TO DO — Copy the rows below from the line containing "Could you point out the flower center" through the end of the rows, keeping every line. Offset each answer coordinate by adding 33 to it, and leave all other numbers unchanged.

DATA SUPPLIED —
════════════════

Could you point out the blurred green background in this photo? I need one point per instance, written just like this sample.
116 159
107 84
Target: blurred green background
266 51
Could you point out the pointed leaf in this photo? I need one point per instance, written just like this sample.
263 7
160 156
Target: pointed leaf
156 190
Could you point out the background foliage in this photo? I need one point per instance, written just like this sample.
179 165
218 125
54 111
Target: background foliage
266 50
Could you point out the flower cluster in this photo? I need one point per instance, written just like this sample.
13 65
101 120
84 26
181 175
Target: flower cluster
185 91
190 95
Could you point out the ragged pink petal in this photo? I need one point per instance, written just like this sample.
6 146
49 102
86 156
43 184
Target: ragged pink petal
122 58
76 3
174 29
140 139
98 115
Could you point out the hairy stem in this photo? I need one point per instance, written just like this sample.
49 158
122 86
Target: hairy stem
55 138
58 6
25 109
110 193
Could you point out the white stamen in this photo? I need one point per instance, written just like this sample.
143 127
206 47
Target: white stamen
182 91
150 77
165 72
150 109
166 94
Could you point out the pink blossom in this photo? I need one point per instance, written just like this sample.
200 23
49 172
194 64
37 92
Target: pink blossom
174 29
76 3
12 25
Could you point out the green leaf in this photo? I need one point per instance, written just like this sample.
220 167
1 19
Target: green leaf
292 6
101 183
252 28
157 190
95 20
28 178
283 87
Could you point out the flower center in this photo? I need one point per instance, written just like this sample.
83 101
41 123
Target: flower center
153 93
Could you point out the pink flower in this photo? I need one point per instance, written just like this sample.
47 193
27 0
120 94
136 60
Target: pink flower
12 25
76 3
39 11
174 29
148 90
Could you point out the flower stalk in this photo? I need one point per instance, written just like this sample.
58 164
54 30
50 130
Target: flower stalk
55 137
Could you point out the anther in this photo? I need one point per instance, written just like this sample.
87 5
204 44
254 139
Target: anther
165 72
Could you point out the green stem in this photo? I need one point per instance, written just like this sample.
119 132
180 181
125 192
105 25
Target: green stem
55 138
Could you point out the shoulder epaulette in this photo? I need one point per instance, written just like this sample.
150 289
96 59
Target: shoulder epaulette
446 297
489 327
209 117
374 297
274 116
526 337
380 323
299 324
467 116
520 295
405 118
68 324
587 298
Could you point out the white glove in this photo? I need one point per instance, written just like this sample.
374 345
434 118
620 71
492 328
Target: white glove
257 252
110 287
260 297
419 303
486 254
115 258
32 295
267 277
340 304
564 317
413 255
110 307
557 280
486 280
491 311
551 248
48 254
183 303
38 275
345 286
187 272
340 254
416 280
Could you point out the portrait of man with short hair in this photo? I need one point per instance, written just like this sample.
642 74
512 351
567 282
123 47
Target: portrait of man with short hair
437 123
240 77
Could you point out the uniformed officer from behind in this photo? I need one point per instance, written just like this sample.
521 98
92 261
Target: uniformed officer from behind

════════════════

WORKED SOLUTION —
Could you point out the flower center in this photo? I need one point per instance, written just like this sample.
83 101
41 123
Target: flower center
186 126
Could you point out the pink flower in this photo? I need one point per instance, written just like this sample.
47 193
27 0
120 94
136 60
Target: pink flower
45 58
109 36
72 44
207 62
181 123
Could you point out the flower stalk in this photo? I need one point per instance, written just like this sample.
58 164
54 30
50 130
Target: flower stalk
88 170
Could you point out the anther in this photo? I need one point per instance, written just like this sample.
87 5
204 44
254 139
Target: anther
198 105
Could you point out the green stem in this photo? I need one point per instance, written just like this sample.
119 132
180 181
125 192
105 25
Target: green stem
88 171
Could you point out the shoulder epaulette in this photo? I need one point per instance, written just like this sample.
150 289
96 59
Target: shoulder epaulette
479 330
522 360
242 150
407 330
307 149
559 370
413 356
332 357
500 149
553 328
438 151
101 357
620 331
Could you point out the white glove in this photo? I need one point per instance, written just like this sample.
374 345
434 118
620 71
492 328
Target: white glove
290 285
143 320
293 330
452 336
519 287
148 291
65 328
300 310
373 337
597 350
446 288
143 340
590 313
519 313
524 344
584 281
81 287
216 336
71 308
378 319
220 305
373 287
449 313
Could you point out the portrait of man with short hair in this photo? I need one point per instance, written just like this sample.
642 74
512 351
567 282
123 47
Target: portrait of man with short hair
470 156
273 110
Could you point out the uniformed officer from behind in this photo? I need one point per instance, written just like this sample.
521 98
92 261
Target: uniformed officer from behind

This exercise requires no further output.